DATA FOR PROCESSING:
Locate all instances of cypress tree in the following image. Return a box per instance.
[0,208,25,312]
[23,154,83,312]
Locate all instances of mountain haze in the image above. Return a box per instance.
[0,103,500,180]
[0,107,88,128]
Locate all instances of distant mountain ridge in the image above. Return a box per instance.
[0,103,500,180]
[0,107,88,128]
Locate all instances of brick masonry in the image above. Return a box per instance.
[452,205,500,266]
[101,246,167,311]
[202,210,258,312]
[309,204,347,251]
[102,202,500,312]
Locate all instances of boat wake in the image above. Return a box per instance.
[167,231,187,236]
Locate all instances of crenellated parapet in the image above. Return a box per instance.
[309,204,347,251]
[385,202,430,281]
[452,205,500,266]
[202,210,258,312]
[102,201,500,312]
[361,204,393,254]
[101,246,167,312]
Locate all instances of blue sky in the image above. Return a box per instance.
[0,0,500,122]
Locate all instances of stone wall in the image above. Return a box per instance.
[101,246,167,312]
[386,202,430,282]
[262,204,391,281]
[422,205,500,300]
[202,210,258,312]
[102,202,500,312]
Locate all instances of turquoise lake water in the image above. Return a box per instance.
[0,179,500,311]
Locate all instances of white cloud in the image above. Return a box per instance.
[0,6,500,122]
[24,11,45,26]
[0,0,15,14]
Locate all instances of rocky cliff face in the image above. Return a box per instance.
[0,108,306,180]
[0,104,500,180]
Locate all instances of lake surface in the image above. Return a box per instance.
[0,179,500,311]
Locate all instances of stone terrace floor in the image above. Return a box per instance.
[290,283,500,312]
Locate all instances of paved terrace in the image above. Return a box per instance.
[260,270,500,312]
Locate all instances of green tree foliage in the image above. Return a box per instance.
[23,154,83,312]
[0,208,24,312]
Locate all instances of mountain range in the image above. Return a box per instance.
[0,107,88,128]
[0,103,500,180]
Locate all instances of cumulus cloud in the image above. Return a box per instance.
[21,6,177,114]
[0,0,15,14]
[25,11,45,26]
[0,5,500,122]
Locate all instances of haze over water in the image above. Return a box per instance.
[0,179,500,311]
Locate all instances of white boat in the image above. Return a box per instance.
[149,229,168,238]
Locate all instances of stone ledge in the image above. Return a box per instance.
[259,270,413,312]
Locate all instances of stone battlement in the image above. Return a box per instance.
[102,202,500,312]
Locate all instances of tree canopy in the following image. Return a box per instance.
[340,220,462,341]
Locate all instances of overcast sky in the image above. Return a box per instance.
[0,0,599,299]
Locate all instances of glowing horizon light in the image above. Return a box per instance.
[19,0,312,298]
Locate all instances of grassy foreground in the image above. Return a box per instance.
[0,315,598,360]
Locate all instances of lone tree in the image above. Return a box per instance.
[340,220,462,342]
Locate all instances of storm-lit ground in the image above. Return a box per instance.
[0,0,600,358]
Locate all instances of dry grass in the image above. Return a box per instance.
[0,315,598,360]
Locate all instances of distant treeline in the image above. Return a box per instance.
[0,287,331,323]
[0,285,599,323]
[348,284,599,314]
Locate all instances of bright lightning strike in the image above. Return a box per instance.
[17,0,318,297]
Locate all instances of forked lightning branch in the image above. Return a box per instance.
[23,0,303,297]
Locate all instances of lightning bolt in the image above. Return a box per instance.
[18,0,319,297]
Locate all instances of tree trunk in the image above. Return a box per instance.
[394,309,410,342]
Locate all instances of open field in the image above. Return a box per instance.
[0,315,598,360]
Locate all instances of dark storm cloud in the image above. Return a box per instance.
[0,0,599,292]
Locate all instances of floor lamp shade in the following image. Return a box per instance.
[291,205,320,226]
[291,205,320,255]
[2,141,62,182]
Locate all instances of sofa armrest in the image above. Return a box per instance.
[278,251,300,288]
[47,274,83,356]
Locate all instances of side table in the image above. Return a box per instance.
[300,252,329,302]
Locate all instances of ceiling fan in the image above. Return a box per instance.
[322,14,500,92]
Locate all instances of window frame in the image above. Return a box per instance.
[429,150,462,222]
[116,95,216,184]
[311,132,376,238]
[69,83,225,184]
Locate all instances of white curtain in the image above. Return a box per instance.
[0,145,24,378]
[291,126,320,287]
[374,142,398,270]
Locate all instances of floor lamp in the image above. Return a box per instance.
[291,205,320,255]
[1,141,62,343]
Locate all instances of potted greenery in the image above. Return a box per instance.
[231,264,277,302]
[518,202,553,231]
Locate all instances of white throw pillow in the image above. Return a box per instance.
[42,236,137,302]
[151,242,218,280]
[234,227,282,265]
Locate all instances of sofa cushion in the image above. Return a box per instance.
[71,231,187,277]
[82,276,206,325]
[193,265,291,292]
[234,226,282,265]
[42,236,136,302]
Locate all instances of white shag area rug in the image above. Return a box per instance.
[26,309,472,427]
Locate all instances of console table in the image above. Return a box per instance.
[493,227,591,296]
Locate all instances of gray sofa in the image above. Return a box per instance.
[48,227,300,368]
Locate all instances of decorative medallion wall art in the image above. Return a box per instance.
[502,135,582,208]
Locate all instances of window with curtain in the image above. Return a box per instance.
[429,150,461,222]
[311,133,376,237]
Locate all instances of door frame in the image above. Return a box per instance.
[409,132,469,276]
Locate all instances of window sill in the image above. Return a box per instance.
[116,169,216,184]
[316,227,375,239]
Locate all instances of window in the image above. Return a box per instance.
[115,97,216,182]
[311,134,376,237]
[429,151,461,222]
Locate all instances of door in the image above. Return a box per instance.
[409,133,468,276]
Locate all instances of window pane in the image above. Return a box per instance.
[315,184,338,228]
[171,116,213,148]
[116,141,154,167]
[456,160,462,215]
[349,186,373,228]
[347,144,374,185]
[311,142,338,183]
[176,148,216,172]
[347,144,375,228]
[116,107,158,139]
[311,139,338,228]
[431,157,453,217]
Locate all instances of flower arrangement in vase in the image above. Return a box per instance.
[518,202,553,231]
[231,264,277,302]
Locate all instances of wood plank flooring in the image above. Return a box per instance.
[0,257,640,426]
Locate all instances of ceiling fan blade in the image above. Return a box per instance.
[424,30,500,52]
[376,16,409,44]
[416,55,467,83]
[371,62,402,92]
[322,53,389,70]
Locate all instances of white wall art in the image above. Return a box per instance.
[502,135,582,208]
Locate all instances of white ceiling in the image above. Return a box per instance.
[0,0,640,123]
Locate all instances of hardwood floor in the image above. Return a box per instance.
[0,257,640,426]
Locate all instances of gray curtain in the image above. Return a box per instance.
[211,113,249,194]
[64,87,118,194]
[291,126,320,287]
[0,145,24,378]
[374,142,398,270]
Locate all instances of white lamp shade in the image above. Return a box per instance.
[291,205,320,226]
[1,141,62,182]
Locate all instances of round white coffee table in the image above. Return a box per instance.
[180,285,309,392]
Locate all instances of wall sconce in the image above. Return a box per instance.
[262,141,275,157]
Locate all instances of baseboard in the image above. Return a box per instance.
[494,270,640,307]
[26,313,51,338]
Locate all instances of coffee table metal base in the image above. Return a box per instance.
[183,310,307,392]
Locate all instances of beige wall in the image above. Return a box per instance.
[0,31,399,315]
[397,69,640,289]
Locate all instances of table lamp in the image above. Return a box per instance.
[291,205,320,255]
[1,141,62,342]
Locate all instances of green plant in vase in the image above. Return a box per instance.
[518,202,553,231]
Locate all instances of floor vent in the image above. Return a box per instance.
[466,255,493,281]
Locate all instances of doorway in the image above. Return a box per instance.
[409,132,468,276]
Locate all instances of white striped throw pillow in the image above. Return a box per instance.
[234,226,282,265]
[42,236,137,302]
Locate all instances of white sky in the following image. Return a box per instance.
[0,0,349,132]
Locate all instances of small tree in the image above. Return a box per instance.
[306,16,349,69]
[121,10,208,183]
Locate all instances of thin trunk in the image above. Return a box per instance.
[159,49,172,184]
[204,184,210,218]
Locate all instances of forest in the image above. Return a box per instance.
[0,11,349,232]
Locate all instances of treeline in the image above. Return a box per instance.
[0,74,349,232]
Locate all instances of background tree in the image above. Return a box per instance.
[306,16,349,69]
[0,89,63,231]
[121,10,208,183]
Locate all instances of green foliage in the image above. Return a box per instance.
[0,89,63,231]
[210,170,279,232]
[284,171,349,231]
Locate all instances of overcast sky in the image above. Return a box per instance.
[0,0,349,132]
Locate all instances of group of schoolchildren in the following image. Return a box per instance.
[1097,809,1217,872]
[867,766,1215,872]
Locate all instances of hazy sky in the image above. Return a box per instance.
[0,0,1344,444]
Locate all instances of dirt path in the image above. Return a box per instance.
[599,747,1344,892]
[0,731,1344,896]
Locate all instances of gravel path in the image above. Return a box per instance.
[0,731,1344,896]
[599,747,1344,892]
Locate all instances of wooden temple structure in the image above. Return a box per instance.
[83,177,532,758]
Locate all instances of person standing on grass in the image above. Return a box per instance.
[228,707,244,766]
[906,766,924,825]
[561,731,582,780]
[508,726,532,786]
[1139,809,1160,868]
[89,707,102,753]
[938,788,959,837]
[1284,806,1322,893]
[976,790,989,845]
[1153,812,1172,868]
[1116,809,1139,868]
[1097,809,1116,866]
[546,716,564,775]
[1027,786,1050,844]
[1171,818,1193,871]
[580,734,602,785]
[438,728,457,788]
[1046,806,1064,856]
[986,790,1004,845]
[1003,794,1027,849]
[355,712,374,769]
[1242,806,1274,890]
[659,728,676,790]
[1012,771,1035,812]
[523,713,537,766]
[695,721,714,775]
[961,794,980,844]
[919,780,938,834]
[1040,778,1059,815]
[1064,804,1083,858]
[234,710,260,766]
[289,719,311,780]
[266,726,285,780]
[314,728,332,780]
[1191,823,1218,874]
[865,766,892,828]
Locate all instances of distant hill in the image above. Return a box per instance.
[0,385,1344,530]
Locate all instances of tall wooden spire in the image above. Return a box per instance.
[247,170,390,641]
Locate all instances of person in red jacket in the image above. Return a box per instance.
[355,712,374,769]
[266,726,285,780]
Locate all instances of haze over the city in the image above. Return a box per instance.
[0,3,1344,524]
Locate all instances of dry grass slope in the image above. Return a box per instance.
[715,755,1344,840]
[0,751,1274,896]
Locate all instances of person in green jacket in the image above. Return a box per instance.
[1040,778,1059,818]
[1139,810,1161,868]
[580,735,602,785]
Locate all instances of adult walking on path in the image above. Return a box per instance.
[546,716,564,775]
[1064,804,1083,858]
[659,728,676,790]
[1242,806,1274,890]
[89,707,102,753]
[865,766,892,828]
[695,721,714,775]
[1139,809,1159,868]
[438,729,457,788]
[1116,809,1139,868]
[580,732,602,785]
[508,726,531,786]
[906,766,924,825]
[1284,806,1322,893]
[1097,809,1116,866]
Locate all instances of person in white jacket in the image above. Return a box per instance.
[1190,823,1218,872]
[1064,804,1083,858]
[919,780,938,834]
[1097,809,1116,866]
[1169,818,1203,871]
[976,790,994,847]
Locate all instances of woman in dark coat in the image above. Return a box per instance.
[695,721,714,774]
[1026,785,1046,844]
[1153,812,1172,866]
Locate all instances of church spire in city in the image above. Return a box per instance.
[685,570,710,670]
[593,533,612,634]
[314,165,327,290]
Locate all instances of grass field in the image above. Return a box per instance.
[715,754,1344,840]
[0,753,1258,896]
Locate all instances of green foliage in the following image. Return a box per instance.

PROBLEM STATEMENT:
Please render the stretch of lines above, from the line containing "Locate all instances of storm-lit" through the line containing "[18,0,319,297]", as a JSON list of strings, one string per line, leaving out blank lines.

EXPECTED ANSWER:
[
  "Locate all instances of storm-lit ground in the image above. Return a box per instance.",
  "[0,0,600,358]",
  "Locate all instances of dry grass in the image above. Return a box per instance.",
  "[0,315,598,360]",
  "Locate all instances of distant treeline in the image above. Return a box per instance.",
  "[0,287,331,323]",
  "[0,285,599,323]",
  "[348,284,599,314]",
  "Locate all instances of bright lightning strike in the image above. Return a box per instance.",
  "[17,0,318,297]",
  "Locate all instances of forked lightning branch in the image above. Return a box per instance.",
  "[23,0,303,297]",
  "Locate all instances of lightning bolt in the image above. Return a box per instance.",
  "[18,0,319,297]"
]